───── DATA EXTRACT
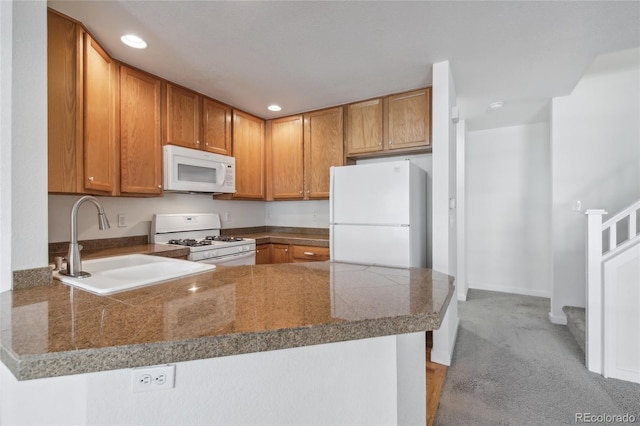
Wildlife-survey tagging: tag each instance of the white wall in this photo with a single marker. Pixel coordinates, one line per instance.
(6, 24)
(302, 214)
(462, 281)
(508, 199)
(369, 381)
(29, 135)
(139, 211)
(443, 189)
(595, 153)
──────────
───── DATA EXTRACT
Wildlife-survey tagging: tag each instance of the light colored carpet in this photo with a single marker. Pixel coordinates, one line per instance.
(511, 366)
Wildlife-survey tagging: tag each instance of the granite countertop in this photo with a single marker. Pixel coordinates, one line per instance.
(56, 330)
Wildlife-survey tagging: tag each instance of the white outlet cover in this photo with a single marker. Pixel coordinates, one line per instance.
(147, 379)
──────────
YOUR TASK: Identify every line of the rows that contains the word "white", and copy each of those lines in full.

EXERCISE RESULT:
Wildlife-survey tagging: tag each instance of the white wall in this photo with a single marker. Pixel coordinates, one line per instance.
Wildlife-survey tagging: tag each instance of the white outlet cover in this photo with a single marker. Pixel coordinates, one line per instance.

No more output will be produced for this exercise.